-- Set task --
Pick out each line in the entries below that contains the word "trees". Copy those lines out in full.

[A block of data]
--------------------------------
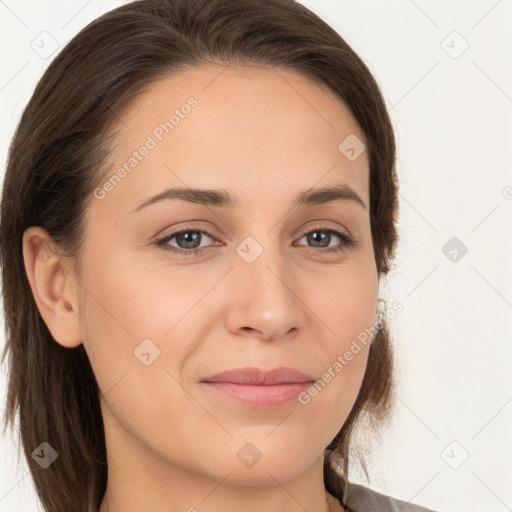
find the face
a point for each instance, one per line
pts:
(179, 290)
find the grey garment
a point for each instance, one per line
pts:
(363, 499)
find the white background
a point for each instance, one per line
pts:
(453, 338)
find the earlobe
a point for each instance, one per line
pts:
(53, 287)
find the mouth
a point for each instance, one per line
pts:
(259, 388)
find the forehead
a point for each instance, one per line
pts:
(237, 128)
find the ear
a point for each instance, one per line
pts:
(53, 286)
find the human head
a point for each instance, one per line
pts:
(58, 159)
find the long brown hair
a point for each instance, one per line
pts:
(56, 160)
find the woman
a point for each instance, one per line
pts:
(184, 175)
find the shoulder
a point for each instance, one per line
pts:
(363, 499)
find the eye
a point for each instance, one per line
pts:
(189, 241)
(324, 236)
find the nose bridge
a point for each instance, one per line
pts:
(264, 285)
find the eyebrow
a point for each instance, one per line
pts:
(222, 198)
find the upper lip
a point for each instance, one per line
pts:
(257, 377)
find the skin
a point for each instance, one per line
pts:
(263, 135)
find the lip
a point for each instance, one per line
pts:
(257, 377)
(259, 388)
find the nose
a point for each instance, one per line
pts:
(266, 299)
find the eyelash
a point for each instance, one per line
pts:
(347, 241)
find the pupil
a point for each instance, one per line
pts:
(182, 237)
(323, 235)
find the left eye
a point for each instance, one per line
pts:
(189, 240)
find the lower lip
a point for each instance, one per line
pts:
(260, 396)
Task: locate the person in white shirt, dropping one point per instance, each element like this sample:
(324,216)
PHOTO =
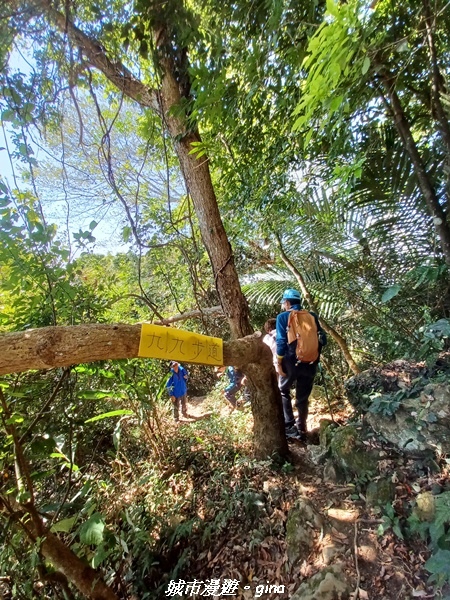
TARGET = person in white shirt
(271,339)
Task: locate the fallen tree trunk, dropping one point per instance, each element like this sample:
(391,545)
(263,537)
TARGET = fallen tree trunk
(51,347)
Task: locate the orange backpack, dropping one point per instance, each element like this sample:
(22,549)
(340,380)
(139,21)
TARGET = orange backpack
(302,327)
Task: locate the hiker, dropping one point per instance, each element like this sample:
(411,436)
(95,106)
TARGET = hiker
(177,388)
(271,339)
(290,368)
(237,381)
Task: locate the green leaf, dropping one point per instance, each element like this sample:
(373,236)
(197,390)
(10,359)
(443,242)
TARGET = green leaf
(93,394)
(366,65)
(64,525)
(390,293)
(91,532)
(100,555)
(113,413)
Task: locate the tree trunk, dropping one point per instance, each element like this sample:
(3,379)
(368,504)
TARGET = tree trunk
(52,347)
(340,341)
(169,102)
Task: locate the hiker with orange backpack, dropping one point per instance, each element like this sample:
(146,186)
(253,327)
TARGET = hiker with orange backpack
(300,339)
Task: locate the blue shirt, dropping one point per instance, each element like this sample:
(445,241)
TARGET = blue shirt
(176,384)
(282,343)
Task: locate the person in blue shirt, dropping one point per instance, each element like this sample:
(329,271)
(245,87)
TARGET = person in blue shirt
(237,380)
(291,371)
(177,387)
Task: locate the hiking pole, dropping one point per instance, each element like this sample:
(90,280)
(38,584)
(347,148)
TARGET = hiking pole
(326,392)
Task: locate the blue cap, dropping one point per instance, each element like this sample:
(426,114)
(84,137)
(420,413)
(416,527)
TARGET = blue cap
(291,294)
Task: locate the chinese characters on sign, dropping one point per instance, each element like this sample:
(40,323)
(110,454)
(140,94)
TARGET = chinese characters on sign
(176,344)
(216,587)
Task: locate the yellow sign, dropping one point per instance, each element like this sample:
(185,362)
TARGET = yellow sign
(176,344)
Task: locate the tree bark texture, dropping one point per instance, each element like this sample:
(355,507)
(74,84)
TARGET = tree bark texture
(196,174)
(52,347)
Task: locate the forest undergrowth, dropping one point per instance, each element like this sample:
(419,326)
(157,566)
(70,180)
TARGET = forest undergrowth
(208,512)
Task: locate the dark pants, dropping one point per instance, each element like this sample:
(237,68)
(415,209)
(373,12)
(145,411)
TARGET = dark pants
(303,377)
(178,403)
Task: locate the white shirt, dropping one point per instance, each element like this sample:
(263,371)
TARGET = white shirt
(270,340)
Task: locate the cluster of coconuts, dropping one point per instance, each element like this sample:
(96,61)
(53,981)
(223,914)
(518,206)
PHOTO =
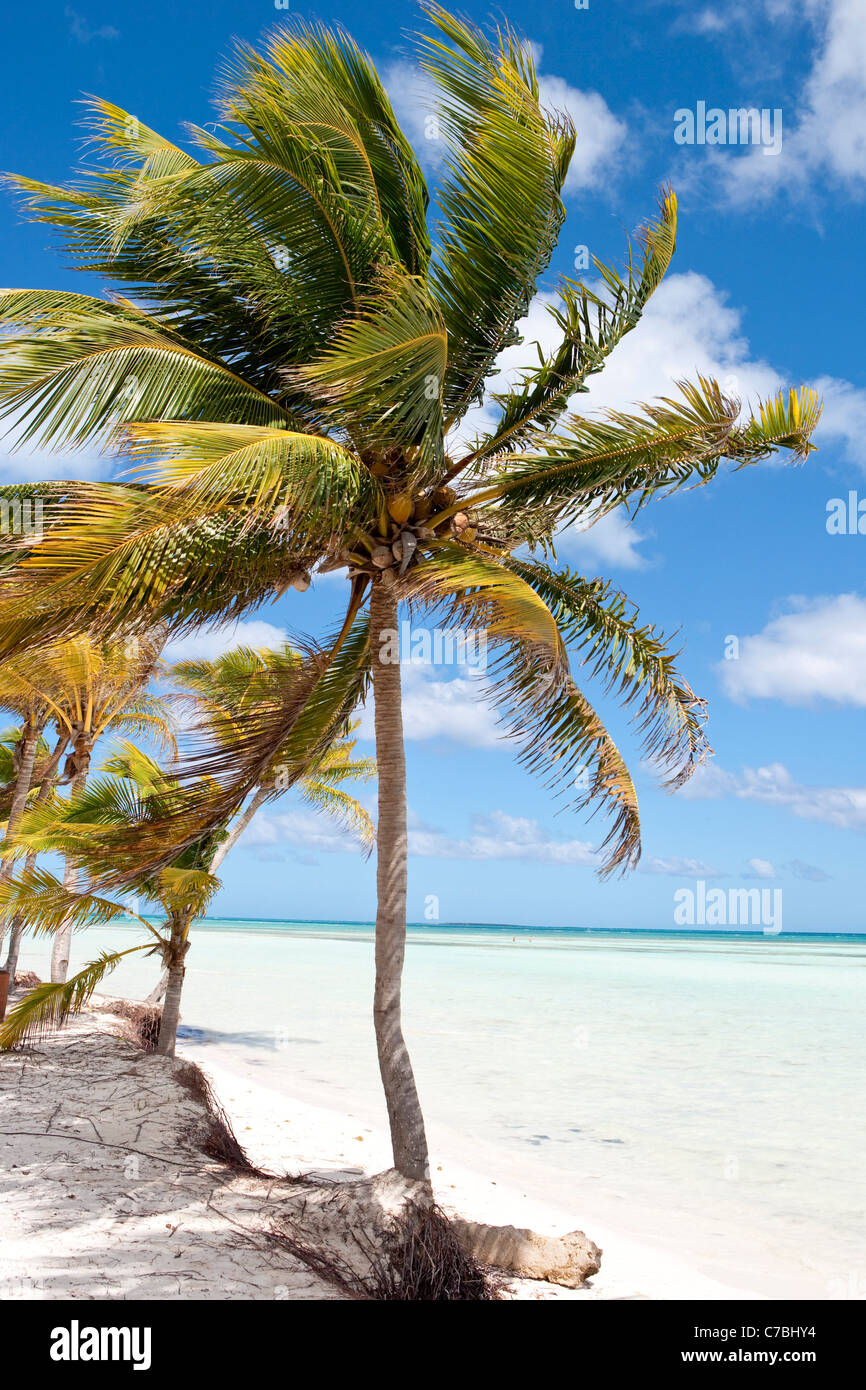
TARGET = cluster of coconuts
(407,527)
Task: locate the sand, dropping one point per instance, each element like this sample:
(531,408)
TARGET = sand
(109,1196)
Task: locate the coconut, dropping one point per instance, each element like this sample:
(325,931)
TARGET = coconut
(401,508)
(444,498)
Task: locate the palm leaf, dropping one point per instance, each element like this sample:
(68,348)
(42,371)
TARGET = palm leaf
(49,1005)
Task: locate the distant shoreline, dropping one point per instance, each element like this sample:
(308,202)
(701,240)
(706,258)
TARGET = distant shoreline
(430,927)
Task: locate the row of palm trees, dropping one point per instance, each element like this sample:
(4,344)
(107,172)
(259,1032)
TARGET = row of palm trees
(306,357)
(134,791)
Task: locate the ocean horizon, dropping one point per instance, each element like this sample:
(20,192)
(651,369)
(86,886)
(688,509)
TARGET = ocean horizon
(431,927)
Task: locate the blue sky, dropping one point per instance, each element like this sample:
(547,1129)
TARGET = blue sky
(766,289)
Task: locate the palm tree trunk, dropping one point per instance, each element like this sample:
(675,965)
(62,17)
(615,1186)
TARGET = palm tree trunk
(237,829)
(407,1137)
(231,840)
(49,777)
(171,1008)
(63,938)
(14,950)
(29,742)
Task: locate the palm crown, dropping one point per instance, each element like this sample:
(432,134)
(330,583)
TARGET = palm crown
(289,370)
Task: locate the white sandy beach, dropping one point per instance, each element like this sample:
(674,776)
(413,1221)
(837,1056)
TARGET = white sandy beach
(271,1126)
(106,1197)
(697,1051)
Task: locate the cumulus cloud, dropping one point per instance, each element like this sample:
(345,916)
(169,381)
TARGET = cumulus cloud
(811,873)
(843,808)
(679,868)
(494,837)
(759,869)
(816,651)
(824,131)
(441,708)
(501,836)
(688,327)
(608,545)
(601,135)
(216,640)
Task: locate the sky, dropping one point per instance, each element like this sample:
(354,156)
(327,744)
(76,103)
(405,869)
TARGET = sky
(761,585)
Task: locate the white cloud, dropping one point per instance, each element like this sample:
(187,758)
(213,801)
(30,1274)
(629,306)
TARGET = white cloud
(679,868)
(824,125)
(688,327)
(218,638)
(413,97)
(300,833)
(818,651)
(601,135)
(437,708)
(811,873)
(499,836)
(761,869)
(773,786)
(610,544)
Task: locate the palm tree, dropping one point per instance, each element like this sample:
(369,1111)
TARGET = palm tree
(245,681)
(223,691)
(88,687)
(47,780)
(303,367)
(135,791)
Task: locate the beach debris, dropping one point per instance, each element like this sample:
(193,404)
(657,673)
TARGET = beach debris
(559,1260)
(382,1239)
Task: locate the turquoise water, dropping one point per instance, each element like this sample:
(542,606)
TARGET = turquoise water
(708,1086)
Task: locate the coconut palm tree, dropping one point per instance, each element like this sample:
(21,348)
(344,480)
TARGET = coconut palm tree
(220,692)
(134,792)
(47,779)
(295,375)
(92,687)
(89,829)
(245,683)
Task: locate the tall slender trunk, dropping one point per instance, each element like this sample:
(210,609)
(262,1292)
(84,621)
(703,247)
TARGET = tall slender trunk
(46,784)
(29,742)
(63,938)
(231,840)
(171,1008)
(237,829)
(407,1137)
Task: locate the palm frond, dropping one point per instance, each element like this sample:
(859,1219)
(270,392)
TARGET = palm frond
(501,196)
(47,1007)
(633,663)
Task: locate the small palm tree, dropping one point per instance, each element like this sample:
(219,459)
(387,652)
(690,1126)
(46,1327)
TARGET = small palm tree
(293,384)
(224,692)
(128,798)
(93,687)
(248,683)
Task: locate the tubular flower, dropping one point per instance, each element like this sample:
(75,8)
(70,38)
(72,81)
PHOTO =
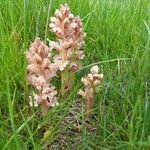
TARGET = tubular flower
(41,71)
(69,32)
(91,82)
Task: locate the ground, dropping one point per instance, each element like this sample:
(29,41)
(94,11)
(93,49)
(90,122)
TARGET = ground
(118,38)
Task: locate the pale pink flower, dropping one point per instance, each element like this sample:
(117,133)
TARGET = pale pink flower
(41,71)
(70,35)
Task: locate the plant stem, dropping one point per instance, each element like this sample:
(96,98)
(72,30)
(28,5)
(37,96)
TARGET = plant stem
(67,81)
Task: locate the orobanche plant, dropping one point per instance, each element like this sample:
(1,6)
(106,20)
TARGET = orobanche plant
(43,65)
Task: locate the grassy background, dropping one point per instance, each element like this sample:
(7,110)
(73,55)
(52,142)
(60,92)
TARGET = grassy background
(116,29)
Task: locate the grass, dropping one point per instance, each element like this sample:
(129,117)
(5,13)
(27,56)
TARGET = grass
(118,37)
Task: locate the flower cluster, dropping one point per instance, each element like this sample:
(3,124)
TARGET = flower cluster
(70,36)
(41,71)
(91,82)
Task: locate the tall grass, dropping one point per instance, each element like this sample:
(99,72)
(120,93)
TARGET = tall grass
(118,37)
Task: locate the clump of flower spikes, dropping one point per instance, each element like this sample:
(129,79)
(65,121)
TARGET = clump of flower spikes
(91,82)
(41,71)
(70,36)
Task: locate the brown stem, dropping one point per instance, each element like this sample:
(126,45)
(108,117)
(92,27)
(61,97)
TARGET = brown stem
(67,79)
(89,105)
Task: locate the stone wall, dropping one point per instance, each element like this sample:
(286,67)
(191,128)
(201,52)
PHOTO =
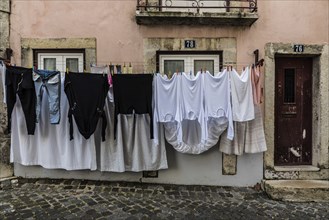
--------------------------------
-- Output for this exercise --
Task: locate the row of palm trees, dropping one point per instance, each element like this sample:
TARGET = row of palm trees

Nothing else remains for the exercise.